Referring expression grounding data
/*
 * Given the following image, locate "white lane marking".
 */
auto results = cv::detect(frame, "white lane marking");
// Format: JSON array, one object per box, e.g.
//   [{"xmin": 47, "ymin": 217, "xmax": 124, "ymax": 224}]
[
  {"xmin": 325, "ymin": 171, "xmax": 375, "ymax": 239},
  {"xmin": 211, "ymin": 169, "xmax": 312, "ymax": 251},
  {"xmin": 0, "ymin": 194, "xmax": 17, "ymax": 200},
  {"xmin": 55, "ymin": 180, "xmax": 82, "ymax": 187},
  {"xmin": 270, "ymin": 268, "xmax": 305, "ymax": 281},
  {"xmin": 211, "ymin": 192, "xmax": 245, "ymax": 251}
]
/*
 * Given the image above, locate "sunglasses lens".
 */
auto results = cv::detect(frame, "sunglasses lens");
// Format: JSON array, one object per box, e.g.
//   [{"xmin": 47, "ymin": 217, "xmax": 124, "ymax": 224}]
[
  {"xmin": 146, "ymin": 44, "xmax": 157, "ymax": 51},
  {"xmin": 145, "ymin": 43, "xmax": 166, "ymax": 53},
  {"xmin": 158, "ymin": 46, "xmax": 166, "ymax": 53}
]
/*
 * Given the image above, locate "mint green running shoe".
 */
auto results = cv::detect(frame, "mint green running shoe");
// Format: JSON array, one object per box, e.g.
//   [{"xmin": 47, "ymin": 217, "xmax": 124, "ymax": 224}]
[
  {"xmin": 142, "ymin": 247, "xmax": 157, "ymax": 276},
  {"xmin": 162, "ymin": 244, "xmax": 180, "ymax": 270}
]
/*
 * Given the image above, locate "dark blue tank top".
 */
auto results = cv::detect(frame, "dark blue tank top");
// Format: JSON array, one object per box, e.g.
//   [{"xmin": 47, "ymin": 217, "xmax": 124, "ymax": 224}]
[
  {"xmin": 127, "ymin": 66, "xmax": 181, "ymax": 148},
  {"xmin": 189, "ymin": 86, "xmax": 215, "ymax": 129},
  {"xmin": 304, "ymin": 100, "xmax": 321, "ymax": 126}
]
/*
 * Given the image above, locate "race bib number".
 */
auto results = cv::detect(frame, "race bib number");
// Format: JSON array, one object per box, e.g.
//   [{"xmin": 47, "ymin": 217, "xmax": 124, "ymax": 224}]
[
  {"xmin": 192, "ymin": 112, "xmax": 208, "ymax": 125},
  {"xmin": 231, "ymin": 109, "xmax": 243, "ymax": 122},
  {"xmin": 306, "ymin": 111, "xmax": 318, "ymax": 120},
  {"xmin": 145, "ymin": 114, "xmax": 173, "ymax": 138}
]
==
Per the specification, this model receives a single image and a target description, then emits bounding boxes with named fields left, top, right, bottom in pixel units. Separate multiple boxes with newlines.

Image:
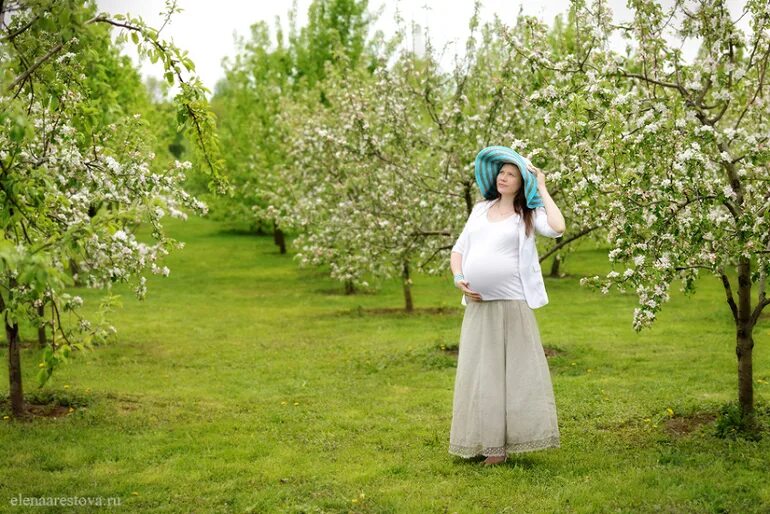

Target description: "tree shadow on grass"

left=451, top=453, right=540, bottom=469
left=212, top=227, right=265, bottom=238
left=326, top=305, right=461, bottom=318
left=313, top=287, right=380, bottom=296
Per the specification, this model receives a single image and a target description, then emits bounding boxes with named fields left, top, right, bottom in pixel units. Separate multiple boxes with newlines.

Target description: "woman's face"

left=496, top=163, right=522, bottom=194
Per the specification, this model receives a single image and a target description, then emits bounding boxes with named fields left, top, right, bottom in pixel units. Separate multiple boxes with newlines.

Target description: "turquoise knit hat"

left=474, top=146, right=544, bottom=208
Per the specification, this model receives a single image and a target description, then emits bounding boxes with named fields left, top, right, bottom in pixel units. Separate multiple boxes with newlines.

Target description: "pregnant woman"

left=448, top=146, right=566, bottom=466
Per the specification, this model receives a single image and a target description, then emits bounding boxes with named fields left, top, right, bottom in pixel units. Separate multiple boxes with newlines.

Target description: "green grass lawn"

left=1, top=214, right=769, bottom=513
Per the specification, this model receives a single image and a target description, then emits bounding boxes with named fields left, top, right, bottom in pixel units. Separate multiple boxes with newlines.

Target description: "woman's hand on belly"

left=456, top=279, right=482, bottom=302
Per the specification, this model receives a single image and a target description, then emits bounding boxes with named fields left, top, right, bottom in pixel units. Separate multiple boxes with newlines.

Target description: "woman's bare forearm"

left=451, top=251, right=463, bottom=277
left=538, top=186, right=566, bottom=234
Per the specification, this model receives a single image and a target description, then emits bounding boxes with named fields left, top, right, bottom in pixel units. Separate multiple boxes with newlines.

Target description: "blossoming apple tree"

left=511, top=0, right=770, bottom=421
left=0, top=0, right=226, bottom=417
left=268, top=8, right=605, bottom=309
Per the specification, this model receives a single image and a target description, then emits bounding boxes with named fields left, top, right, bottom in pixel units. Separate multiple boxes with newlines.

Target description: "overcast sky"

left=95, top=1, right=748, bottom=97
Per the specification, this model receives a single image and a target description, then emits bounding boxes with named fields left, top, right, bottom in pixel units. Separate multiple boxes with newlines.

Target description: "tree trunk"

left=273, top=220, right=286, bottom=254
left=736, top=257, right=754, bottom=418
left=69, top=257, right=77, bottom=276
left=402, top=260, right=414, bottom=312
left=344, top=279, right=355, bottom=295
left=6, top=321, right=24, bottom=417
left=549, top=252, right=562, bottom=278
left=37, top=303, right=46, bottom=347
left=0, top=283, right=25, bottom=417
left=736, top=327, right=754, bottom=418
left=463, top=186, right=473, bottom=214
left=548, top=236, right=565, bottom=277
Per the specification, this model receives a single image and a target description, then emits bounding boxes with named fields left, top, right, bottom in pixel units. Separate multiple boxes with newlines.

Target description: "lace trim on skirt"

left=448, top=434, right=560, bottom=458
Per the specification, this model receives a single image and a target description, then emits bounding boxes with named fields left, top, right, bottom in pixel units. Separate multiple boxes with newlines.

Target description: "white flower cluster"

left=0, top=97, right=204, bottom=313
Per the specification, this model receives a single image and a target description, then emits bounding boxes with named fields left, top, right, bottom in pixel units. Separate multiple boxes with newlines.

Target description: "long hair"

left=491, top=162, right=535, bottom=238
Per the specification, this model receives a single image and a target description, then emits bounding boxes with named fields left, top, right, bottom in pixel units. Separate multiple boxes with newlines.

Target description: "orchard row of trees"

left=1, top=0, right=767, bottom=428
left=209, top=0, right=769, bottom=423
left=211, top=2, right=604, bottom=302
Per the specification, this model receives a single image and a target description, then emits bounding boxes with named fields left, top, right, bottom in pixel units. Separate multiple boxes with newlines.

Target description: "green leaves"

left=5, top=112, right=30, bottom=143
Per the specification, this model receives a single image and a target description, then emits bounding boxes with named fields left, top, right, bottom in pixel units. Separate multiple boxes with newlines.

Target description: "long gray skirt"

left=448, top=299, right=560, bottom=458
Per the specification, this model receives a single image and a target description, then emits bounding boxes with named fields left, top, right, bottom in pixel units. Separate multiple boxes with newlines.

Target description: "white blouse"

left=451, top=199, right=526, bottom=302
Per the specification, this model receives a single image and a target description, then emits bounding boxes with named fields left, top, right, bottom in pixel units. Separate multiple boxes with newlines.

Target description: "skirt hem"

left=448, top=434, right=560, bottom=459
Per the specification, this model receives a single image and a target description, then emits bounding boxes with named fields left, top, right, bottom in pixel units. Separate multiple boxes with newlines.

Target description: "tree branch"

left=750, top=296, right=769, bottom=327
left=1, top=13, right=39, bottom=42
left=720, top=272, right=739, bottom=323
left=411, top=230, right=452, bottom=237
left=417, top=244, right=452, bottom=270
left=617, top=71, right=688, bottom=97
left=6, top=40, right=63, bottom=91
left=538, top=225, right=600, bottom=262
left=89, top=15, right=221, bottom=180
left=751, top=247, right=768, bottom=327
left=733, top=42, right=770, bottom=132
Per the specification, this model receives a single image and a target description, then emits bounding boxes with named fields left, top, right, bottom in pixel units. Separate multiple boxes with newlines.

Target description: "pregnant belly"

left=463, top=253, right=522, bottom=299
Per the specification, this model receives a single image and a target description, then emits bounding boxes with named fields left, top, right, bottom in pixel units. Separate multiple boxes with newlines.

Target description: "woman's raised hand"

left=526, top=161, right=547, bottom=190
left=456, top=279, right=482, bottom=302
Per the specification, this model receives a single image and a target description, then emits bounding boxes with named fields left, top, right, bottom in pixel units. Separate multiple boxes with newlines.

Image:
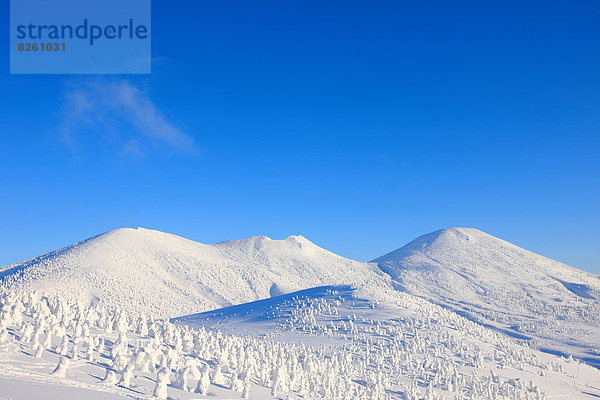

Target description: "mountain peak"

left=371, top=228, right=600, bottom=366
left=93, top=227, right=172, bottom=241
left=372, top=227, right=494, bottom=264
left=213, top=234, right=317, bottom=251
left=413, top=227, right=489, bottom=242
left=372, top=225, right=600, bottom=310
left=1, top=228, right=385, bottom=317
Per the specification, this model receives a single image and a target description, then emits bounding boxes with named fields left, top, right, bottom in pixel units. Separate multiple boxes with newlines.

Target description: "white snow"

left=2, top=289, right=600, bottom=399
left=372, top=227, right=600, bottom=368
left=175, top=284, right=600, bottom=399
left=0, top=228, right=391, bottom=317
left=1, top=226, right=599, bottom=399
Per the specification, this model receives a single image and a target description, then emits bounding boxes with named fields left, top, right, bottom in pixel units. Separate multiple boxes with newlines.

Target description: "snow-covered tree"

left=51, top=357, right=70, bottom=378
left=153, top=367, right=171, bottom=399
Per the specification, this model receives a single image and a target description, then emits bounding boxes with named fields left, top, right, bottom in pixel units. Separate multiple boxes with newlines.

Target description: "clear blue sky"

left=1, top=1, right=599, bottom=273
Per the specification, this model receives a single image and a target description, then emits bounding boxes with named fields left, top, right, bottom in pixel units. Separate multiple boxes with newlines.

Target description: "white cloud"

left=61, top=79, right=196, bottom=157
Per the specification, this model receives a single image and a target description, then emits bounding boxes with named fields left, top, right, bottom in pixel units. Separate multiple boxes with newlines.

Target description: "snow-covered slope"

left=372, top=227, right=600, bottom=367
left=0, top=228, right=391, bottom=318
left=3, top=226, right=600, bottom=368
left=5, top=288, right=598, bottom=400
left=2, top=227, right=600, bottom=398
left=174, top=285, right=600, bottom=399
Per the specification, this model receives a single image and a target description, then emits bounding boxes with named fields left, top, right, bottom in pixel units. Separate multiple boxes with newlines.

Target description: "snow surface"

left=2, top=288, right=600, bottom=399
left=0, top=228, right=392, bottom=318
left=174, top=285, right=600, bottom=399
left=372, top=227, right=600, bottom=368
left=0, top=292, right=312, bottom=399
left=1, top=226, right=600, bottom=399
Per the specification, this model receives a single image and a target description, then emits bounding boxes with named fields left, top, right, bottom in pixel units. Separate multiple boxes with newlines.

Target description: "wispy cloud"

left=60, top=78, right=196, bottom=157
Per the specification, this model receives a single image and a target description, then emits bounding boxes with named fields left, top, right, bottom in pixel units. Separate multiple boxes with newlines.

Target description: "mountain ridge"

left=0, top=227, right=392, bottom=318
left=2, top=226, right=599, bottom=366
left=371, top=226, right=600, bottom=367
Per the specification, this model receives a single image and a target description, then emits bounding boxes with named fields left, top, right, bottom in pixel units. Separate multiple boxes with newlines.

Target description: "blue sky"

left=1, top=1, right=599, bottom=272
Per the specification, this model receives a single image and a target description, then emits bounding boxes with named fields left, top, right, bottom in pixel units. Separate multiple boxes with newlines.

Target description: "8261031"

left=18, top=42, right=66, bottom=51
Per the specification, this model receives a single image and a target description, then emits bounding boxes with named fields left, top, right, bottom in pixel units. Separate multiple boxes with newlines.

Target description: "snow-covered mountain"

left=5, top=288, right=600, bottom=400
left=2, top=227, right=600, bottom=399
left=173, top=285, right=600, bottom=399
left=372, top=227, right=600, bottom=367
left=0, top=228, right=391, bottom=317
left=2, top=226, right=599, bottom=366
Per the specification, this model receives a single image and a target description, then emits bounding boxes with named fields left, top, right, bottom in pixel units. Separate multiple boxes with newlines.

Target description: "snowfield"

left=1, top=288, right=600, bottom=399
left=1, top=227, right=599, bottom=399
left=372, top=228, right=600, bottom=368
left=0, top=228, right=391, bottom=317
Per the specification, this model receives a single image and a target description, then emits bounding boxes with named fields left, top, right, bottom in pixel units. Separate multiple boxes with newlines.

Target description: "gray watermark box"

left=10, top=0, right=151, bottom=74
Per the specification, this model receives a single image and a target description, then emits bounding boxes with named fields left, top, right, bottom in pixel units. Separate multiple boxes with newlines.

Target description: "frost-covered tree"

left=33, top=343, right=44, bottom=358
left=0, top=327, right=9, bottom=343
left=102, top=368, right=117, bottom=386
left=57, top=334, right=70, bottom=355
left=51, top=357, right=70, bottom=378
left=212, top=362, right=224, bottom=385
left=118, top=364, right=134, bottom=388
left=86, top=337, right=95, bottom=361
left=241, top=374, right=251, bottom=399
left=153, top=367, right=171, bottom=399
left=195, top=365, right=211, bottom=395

Try it -
Out of the entries, pull every line that mentions "number".

Your response -
 * Given the image above, locate "race bib number".
auto results = cv::detect(frame, "race bib number");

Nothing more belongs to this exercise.